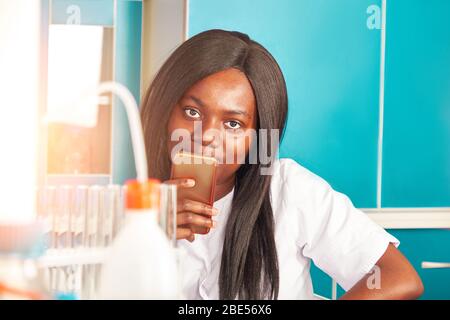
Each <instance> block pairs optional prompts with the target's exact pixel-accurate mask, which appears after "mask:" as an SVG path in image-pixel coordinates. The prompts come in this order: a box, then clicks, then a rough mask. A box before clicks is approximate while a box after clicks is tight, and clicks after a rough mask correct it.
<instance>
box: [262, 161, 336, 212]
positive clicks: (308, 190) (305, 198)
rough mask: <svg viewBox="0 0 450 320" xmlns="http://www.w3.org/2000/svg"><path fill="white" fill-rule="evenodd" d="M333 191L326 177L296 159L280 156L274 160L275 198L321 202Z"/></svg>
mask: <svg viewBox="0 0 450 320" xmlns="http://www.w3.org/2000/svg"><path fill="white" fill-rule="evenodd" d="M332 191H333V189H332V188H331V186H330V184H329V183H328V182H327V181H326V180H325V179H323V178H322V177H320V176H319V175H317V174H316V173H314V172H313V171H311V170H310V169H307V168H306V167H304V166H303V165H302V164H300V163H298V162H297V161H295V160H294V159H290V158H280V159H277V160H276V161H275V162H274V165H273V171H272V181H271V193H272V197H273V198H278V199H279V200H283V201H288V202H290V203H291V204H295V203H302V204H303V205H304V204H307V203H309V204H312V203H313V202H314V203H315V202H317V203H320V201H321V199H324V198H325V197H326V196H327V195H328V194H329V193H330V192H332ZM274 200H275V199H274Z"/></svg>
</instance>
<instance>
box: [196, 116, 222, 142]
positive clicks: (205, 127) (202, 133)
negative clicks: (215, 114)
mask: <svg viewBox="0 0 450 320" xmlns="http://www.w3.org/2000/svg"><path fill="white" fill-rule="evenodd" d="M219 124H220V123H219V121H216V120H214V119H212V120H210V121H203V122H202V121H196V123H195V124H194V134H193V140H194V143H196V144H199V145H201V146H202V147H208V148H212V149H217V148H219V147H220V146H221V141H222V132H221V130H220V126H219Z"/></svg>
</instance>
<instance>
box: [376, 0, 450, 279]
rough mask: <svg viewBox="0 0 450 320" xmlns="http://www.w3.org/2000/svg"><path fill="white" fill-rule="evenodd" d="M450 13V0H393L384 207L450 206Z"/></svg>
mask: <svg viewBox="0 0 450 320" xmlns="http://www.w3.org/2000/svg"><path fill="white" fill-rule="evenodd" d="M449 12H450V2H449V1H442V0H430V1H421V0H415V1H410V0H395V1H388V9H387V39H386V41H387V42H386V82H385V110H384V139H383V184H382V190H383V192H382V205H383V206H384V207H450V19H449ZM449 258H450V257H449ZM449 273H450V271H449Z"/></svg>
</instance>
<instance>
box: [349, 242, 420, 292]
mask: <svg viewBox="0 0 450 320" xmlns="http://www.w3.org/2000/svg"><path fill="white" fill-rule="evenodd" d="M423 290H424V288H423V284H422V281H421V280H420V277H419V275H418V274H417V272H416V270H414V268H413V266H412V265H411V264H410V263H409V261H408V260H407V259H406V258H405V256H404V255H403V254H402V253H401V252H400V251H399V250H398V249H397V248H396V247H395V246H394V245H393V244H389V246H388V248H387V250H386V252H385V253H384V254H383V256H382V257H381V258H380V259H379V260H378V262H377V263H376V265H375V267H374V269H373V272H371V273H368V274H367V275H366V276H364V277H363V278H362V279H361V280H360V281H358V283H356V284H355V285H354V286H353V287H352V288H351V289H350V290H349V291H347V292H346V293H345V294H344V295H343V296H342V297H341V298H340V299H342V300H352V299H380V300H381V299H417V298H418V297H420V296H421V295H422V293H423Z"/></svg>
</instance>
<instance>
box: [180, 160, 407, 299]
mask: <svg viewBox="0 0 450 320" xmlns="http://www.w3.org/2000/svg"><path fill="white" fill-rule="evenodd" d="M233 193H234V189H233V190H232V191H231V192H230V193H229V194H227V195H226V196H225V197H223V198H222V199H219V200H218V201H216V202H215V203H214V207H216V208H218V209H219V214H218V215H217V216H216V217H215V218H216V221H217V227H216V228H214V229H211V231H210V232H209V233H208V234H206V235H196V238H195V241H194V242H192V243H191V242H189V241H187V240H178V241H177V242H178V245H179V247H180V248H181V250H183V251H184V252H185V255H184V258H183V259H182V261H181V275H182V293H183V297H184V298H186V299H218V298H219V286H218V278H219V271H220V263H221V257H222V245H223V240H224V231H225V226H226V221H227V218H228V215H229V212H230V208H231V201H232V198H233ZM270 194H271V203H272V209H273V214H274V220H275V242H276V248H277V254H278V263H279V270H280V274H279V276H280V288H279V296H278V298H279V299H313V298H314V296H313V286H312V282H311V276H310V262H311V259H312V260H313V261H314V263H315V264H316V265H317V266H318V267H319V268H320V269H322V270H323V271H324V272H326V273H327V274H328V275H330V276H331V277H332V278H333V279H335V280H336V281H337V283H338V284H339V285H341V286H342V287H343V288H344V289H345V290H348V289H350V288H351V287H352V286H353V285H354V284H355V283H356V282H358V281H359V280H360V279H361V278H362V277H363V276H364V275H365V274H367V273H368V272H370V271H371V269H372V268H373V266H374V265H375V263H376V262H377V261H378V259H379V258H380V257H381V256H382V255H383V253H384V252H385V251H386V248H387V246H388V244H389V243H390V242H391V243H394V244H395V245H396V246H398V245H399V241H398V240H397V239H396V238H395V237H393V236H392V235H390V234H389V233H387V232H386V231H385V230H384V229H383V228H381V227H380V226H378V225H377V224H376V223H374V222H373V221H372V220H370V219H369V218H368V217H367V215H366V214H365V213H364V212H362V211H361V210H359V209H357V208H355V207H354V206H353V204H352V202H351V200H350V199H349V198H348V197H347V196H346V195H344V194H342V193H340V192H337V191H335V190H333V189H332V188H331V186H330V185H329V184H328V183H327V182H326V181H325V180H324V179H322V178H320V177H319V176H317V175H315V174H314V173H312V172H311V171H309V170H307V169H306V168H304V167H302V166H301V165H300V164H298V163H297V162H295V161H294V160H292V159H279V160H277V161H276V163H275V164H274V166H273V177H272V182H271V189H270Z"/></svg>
::::
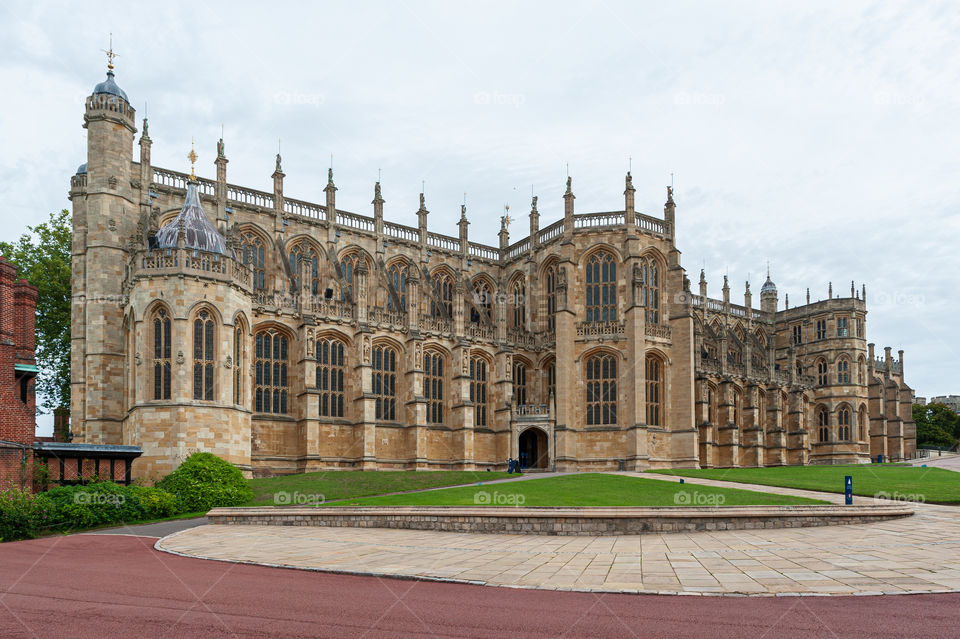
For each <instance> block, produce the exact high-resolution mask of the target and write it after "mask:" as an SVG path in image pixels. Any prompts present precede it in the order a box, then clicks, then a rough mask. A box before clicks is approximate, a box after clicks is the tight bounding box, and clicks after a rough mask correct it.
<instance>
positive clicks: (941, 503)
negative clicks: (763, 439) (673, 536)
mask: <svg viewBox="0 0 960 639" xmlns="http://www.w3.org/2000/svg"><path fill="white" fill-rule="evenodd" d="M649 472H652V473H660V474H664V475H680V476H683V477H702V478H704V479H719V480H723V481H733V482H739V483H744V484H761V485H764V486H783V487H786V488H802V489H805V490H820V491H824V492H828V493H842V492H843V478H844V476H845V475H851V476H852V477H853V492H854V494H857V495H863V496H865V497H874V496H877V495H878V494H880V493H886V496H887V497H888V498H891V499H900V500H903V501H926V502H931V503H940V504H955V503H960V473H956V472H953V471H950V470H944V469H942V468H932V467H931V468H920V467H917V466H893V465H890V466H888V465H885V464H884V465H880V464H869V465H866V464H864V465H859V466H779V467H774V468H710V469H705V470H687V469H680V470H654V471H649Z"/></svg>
::::
What is expected:
Give back unchanged every line from the one containing "Each <instance> block pairs" through the one containing "positive clicks: (308, 190) (305, 198)", both of those lines included.

Written solution:
Each <instance> block pairs optional prompts with the target's exact pixel-accurate mask, which appears after "mask:" as an SVG path in image-pixel coordinates. The prompts come in this order: a box, then clicks, then a rough mask. A box before clicks is approximate while a box after clicks is tight, and clicks after a rough mask correct it.
<instance>
box: [262, 161, 336, 212]
positive clicks: (308, 190) (305, 198)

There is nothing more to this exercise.